ASSIGNMENT: When a record contains an image, skip the image and retype the rest of that record exactly.

Image-grounded pointing data
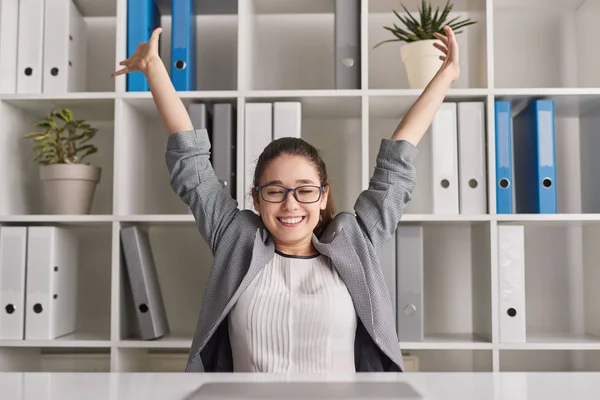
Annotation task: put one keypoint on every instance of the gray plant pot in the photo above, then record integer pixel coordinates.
(68, 188)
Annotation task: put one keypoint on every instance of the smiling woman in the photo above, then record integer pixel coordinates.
(295, 288)
(291, 165)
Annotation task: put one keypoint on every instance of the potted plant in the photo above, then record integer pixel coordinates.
(420, 57)
(68, 183)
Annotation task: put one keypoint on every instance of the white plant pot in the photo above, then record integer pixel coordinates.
(421, 61)
(68, 188)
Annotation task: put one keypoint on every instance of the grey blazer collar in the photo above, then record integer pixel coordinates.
(332, 246)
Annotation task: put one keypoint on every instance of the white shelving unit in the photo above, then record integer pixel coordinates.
(268, 50)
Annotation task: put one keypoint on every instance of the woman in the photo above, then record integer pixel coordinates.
(294, 288)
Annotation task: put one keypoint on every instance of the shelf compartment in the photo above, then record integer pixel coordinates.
(385, 113)
(544, 44)
(549, 361)
(386, 69)
(93, 288)
(561, 281)
(183, 262)
(216, 58)
(65, 359)
(288, 45)
(450, 361)
(333, 125)
(576, 143)
(20, 186)
(455, 254)
(167, 360)
(144, 182)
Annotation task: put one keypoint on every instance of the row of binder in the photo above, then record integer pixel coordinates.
(38, 282)
(458, 159)
(525, 158)
(263, 123)
(402, 262)
(42, 47)
(143, 17)
(39, 268)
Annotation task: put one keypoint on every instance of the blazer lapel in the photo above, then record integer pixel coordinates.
(348, 266)
(262, 252)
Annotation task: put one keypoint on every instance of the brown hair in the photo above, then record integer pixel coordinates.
(297, 147)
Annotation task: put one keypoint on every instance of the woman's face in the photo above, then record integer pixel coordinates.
(290, 222)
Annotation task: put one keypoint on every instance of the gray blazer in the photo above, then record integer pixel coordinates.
(241, 246)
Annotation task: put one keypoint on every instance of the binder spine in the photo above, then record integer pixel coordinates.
(504, 163)
(347, 44)
(183, 53)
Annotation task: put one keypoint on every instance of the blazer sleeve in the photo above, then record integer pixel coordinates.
(380, 207)
(193, 179)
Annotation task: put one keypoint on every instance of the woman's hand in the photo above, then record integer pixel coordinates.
(450, 49)
(142, 57)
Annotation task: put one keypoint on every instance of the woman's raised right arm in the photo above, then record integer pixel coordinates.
(187, 155)
(170, 107)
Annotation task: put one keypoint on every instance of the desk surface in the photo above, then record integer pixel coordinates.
(148, 386)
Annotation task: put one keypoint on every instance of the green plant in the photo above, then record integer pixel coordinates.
(429, 23)
(63, 140)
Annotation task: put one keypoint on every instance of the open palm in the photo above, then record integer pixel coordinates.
(139, 60)
(450, 49)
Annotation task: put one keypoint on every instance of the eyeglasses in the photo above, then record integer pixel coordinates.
(305, 194)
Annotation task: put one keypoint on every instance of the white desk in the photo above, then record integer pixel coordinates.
(149, 386)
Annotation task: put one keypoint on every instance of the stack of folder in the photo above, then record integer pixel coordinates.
(265, 122)
(38, 282)
(39, 56)
(459, 181)
(525, 158)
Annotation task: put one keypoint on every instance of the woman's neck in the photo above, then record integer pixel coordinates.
(304, 248)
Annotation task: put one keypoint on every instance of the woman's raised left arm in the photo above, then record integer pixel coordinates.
(418, 119)
(380, 207)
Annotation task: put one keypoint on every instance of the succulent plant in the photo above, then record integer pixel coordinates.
(63, 138)
(429, 23)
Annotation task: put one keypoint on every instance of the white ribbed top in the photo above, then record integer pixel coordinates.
(295, 316)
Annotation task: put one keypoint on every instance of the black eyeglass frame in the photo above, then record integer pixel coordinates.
(293, 190)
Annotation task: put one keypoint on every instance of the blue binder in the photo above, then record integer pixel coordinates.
(183, 54)
(504, 164)
(143, 17)
(535, 160)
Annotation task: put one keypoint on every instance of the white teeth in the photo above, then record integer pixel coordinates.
(290, 220)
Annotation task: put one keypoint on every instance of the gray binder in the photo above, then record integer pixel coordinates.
(223, 145)
(387, 261)
(409, 250)
(347, 44)
(145, 288)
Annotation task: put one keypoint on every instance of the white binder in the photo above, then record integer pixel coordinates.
(258, 134)
(9, 29)
(472, 160)
(13, 262)
(410, 264)
(287, 119)
(51, 288)
(511, 273)
(444, 158)
(65, 45)
(30, 55)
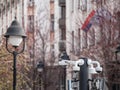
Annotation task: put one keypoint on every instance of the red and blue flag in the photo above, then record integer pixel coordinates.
(87, 24)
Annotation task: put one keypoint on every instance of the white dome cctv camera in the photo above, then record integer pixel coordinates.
(98, 69)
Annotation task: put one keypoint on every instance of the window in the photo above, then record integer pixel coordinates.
(73, 41)
(30, 23)
(78, 4)
(116, 87)
(72, 5)
(63, 34)
(63, 12)
(83, 5)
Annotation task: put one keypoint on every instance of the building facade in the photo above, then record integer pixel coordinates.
(101, 39)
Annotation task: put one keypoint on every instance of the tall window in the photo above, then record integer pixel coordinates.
(73, 41)
(52, 22)
(30, 23)
(63, 34)
(63, 12)
(72, 5)
(78, 4)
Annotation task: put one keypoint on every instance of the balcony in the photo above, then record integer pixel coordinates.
(62, 2)
(62, 23)
(62, 45)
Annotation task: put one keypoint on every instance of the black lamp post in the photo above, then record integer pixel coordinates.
(15, 35)
(64, 56)
(116, 53)
(40, 67)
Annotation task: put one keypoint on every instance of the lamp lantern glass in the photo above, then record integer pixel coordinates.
(64, 56)
(40, 66)
(15, 34)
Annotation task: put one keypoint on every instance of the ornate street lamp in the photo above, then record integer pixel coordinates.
(40, 68)
(64, 57)
(117, 52)
(15, 35)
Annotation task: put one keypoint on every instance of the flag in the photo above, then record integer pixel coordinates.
(87, 24)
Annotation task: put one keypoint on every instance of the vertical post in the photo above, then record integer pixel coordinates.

WRITTEN RESPONSE:
Annotation task: put one keypoint on every instance of the gray plant pot in the photo above, then record integer pixel coordinates.
(68, 188)
Annotation task: put one keypoint on every instance of the smiling woman in the photo above, then record integer pixel coordinates.
(295, 288)
(291, 165)
Annotation task: put one keypoint on every instance of the potted plant in the photo above, then record integer pixel coordinates.
(420, 57)
(68, 183)
Annotation task: put one keypoint on every instance of the white plant pot in the photo above, then record integer pixel coordinates.
(421, 61)
(68, 188)
Annotation task: put one keypoint on every instance of the grey blazer collar in the photo above, then record integer pixel coordinates.
(332, 246)
Annotation task: put one keypoint on every instance of the white shelving unit in the photo above, then record integer pixel coordinates.
(268, 50)
Annotation task: put one keypoint on every instance of the woman in the photo above, then record integer pixel coordinates.
(294, 288)
Annotation task: put one keypoint on every instance of the shelf compartment in the photo above, then record integer pixel coordinates.
(385, 113)
(544, 44)
(549, 361)
(386, 69)
(93, 288)
(561, 281)
(183, 262)
(216, 58)
(65, 359)
(288, 45)
(450, 361)
(333, 125)
(576, 143)
(20, 186)
(455, 254)
(167, 360)
(144, 182)
Annotation task: put one keypoint on every instance of the row of binder in the photo above, then record integer pixel coordinates.
(38, 282)
(458, 159)
(525, 158)
(263, 123)
(402, 262)
(42, 47)
(143, 17)
(39, 268)
Annotation task: put one keypoint on every instance of the blazer lapel in the photo above, then record integer pixel coordinates.
(348, 266)
(262, 252)
Annotation task: put one keypoint on every instance of the brown hair in the photo above, then record integer pixel coordinates.
(297, 147)
Annotation task: put one keypoint on every instance of the woman's face in the photo above, then record integer pixel coordinates.
(290, 222)
Annotation task: put one keypoint on every instance of the gray blazer in the photo above, then record integer pixel coordinates.
(241, 246)
Annotation task: put one keypoint on every instance of the binder spine in the photo above, then record integer pixel coordinates.
(504, 163)
(347, 44)
(183, 53)
Annotation task: put one keypoint on every instance of the blazer sleeve in the photo above, then record integer pixel coordinates.
(380, 207)
(193, 179)
Annotation task: put one keypoint on every instance of the woman's hand in the photo above, then record integer pixel coordinates.
(450, 49)
(142, 57)
Annotation task: put one keypoint on every instance of the woman's raised right arm in the photo above, then record integer pixel coordinates.
(187, 155)
(170, 107)
Annotation task: put one keypoint on every instance of the desk surface in the photo above, then record integer pixel coordinates.
(148, 386)
Annotation task: put one keypoint on every instance of the green plant in the photo above, then record integer pixel coordinates.
(429, 23)
(63, 140)
Annotation task: put one keypoint on every instance of the open palm in the photo above, then record integer pixel coordinates.
(139, 60)
(450, 49)
Annotation task: put one keypoint on every instance of the eyeglasses in the photo above, then record integer pixel coordinates.
(305, 194)
Annotation task: put one keypoint on every instance of the white desk in the photo above, then record integer pixel coordinates.
(149, 386)
Annotation task: put one keypoint on every instance of the stack of folder in the photo above, then record integer pixel coordinates.
(265, 122)
(38, 282)
(39, 56)
(459, 181)
(525, 158)
Annotation task: put one keypoint on every instance of the woman's neck in the photo above, then record integer pixel coordinates.
(304, 248)
Annotation task: put one keypoint on every instance of the woman's raised left arm in the photo above, then record integer pixel coordinates.
(418, 119)
(380, 207)
Annotation task: put one keypoint on every instance of the succulent plant in the photo above, then record integer pixel coordinates.
(63, 138)
(429, 23)
Annotation task: put one keypoint on every instance of the white ribbed top in the photo above, then record integer pixel coordinates.
(295, 316)
Annotation task: put one keypoint on every instance of the black eyeglass frame in the photo above, then record integer pixel coordinates.
(293, 190)
Annotation task: put one keypoint on every instance of the blue binder in the photo above, then record integer pixel coordinates.
(183, 54)
(504, 164)
(143, 17)
(535, 160)
Annotation task: put one keypoint on every instance of the white teeth in the photo above, then record integer pixel coordinates.
(290, 220)
Annotation task: put one keypoint on every instance of the gray binder in the photo above, then record integer pixel coordinates.
(223, 145)
(387, 261)
(409, 250)
(347, 44)
(145, 288)
Annotation task: put one keypoint on every instance of the white binder in the photo above, then record integer pixel coordinates.
(258, 134)
(9, 29)
(472, 160)
(13, 262)
(410, 264)
(287, 119)
(51, 288)
(511, 273)
(444, 158)
(65, 45)
(30, 55)
Annotation task: put one keypoint on every instance of the red and blue flag in the photo above, then record integer pixel coordinates.
(87, 24)
Annotation task: put one keypoint on every instance of the white dome cctv camera in the photo above, then record integer pixel coordinates.
(98, 69)
Annotation task: put one keypoint on every instance of the window in the photo above, then record integer pixel coordinates.
(73, 41)
(30, 23)
(78, 4)
(116, 87)
(72, 5)
(63, 34)
(63, 12)
(83, 5)
Annotation task: put one keypoint on every instance of the building facade in the photo above, then record integer pixel coordinates.
(101, 39)
Annotation task: put one keypoint on every instance of the tall window in the photo above, then record integer pixel coordinates.
(73, 41)
(52, 22)
(30, 23)
(63, 34)
(63, 12)
(72, 5)
(78, 4)
Annotation task: put one keypoint on every instance of the balcony in the photo above, then record integer pixel coordinates.
(62, 2)
(62, 23)
(62, 45)
Annotation task: put one keypoint on every instance of the black lamp post in the photo above, then record integer pixel coordinates.
(15, 35)
(64, 56)
(116, 53)
(40, 67)
Annotation task: put one keypoint on every instance of the lamp lantern glass in the photo above, then record integer pixel coordinates.
(64, 56)
(40, 66)
(15, 34)
Annotation task: put one keypoint on every instance of the ornate street lamp in the photo above, then record integer pixel coordinates.
(40, 68)
(64, 57)
(117, 52)
(15, 35)
Annotation task: put one keypoint on every instance of the flag in the photo above, then record integer pixel coordinates.
(87, 24)
Annotation task: put one keypoint on every instance of the vertical post in the photo above, then record integer pixel coordinates.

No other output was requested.